## Exercise prompt
Rewrite the items below with every "play-diagram index" replaced by "field-map catalog", keeping everything else the same.

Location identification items
—————

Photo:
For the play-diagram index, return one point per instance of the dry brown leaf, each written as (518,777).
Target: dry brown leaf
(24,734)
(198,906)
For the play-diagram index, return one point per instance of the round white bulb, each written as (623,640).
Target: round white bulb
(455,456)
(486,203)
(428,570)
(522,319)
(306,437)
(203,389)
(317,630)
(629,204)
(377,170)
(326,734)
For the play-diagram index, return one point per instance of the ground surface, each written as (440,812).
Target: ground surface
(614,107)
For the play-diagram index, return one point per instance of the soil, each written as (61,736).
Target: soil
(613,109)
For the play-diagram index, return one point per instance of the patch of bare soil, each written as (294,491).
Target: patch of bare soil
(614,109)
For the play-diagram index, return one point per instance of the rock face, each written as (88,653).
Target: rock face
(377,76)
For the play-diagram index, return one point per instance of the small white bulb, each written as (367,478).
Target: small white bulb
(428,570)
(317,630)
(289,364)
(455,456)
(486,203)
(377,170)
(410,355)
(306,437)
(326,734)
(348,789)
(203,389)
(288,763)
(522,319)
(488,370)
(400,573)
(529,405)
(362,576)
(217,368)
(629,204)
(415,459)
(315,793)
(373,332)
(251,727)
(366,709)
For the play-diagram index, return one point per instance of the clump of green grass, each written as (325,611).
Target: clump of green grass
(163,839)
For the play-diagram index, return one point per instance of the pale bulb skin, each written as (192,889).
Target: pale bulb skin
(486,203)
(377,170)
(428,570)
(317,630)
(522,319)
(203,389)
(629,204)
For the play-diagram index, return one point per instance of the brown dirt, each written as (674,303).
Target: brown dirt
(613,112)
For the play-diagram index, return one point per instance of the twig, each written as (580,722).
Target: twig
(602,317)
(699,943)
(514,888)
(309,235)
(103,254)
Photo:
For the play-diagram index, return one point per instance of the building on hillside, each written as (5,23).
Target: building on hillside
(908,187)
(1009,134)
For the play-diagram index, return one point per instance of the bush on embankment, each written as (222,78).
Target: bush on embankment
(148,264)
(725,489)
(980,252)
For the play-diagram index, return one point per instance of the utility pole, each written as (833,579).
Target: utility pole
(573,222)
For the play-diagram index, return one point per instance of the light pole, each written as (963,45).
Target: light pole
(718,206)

—————

## Exercise output
Photo:
For the field-map catalog, return one point per instance of the dry brown leaf, each written as (518,777).
Target: dry brown leaf
(24,734)
(198,906)
For the field-map catalog, return one point per instance of the round white bulb, each written as (623,640).
Target: round white bulb
(455,456)
(486,203)
(428,570)
(522,319)
(306,437)
(203,389)
(317,630)
(629,204)
(377,170)
(326,734)
For the field-map catalog, return one point per instance of the ground surface, each written as (440,812).
Target: ground surface
(614,107)
For the field-map catalog, return one point per instance of the soil, each written as (61,736).
Target: soil
(613,109)
For the field-map catalog, return one point per instance of the patch of bare soil, each written as (294,491).
Target: patch of bare soil
(614,109)
For the field-map catalog, return one point per instance of the rock face, each written as (88,653).
Target: rock face
(377,76)
For the field-map catalog, return one point per instance of the small white bulb, each written as (367,478).
Target: small white bulb
(428,570)
(317,630)
(289,364)
(455,456)
(486,203)
(377,170)
(410,355)
(306,437)
(326,734)
(348,789)
(203,389)
(288,763)
(522,319)
(488,370)
(400,573)
(529,405)
(362,576)
(217,368)
(629,204)
(415,459)
(315,793)
(373,332)
(251,727)
(366,709)
For the field-map catalog, return one point per instance of the clump of green grass, each written as (325,611).
Target: clump of green grass
(163,839)
For the field-map catalog, return one point per instance of the pale bulb skin, each written as (192,889).
Target: pale bulb skin
(486,203)
(377,170)
(428,570)
(317,630)
(522,319)
(203,389)
(629,204)
For the field-map catalog, return one point per instance of the brown dirt, each written as (674,303).
Target: brown dirt
(613,112)
For the field-map catalog, return one point per instance of the twig, each written as (580,722).
Target: twig
(602,317)
(699,943)
(514,888)
(309,235)
(103,254)
Photo:
For the field-map catalog, return one point per instance of the building on hillside, each written as (5,23).
Target: building on hillside
(908,187)
(1009,134)
For the field-map catalog, return one point per instance of the bush on embankment, each written as (222,78).
Target: bush on embankment
(148,264)
(725,489)
(980,252)
For the field-map catalog, return one point per instance of the utility pole, each written as (833,579).
Target: utility pole
(573,222)
For the field-map catalog, return one point per instance of the light pole, each written as (963,45).
Target: light pole
(718,206)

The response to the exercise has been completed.